• What the exercise asks:
Copy the records below word for word. Stop after the line that contains "385L40 380H32L33 383L29".
==== Dataset content
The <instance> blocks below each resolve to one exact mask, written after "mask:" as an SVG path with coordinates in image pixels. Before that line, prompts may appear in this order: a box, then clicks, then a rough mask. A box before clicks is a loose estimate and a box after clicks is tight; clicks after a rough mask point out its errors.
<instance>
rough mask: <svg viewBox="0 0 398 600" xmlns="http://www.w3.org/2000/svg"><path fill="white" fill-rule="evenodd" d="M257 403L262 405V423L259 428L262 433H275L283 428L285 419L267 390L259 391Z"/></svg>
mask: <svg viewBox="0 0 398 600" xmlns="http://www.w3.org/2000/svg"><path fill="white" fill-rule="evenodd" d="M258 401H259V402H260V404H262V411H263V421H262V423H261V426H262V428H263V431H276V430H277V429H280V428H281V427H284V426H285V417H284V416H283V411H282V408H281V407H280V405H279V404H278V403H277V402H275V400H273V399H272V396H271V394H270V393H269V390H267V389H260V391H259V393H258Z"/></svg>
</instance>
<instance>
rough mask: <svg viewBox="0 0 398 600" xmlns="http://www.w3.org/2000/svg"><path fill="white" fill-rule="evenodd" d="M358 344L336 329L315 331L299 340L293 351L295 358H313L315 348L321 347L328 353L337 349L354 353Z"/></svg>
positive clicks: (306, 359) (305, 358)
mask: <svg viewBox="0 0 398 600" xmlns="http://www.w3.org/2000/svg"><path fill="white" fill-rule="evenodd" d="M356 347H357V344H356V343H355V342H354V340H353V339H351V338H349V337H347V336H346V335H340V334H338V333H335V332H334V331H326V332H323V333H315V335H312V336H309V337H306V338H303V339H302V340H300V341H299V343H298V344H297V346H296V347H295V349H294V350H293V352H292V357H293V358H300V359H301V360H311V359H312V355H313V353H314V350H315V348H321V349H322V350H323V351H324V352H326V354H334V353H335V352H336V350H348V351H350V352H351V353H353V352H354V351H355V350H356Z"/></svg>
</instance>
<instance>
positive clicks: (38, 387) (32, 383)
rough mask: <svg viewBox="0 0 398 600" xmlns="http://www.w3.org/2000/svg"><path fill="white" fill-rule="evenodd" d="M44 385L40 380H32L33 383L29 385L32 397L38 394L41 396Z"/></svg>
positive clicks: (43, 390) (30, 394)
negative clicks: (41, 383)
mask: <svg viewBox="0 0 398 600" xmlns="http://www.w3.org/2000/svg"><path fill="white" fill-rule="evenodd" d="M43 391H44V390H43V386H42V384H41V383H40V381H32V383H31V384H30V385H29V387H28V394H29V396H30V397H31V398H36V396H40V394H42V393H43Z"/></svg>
========
• Expected answer:
The <instance> blocks below each resolve to one exact mask, written after "mask:" as an SVG path with coordinates in image pixels. Before that line, prompts may appear in this order: a box, then clicks, then a rough mask. A box before clicks is a loose estimate and a box after clicks is tight; clicks after a rough mask point out its errors.
<instance>
rough mask: <svg viewBox="0 0 398 600" xmlns="http://www.w3.org/2000/svg"><path fill="white" fill-rule="evenodd" d="M257 403L262 405V423L259 428L262 433H275L283 428L285 419L267 390L259 391Z"/></svg>
mask: <svg viewBox="0 0 398 600" xmlns="http://www.w3.org/2000/svg"><path fill="white" fill-rule="evenodd" d="M258 401H259V402H260V404H262V411H263V421H262V423H261V426H262V428H263V431H276V430H277V429H280V428H281V427H284V426H285V417H284V416H283V411H282V408H281V407H280V405H279V404H278V403H277V402H275V400H273V399H272V396H271V394H270V393H269V390H267V389H260V391H259V393H258Z"/></svg>
</instance>
<instance>
rough mask: <svg viewBox="0 0 398 600" xmlns="http://www.w3.org/2000/svg"><path fill="white" fill-rule="evenodd" d="M358 344L336 329L315 331L299 340L293 351L295 358H313L315 348L321 347L328 353L337 349L354 353Z"/></svg>
positive clicks: (306, 359) (305, 358)
mask: <svg viewBox="0 0 398 600" xmlns="http://www.w3.org/2000/svg"><path fill="white" fill-rule="evenodd" d="M356 347H357V344H356V343H355V342H354V340H353V339H351V338H349V337H347V336H346V335H340V334H338V333H335V332H334V331H326V332H323V333H315V335H312V336H309V337H306V338H303V339H302V340H300V341H299V343H298V344H297V346H296V347H295V349H294V350H293V352H292V357H293V358H300V359H301V360H311V359H312V355H313V353H314V350H315V348H321V349H322V350H323V351H324V352H326V354H334V353H335V352H336V350H348V351H350V352H351V353H353V352H354V351H355V350H356Z"/></svg>
</instance>
<instance>
positive clicks: (38, 387) (32, 383)
rough mask: <svg viewBox="0 0 398 600" xmlns="http://www.w3.org/2000/svg"><path fill="white" fill-rule="evenodd" d="M44 385L40 380H32L33 383L29 385L32 397L38 394L41 396Z"/></svg>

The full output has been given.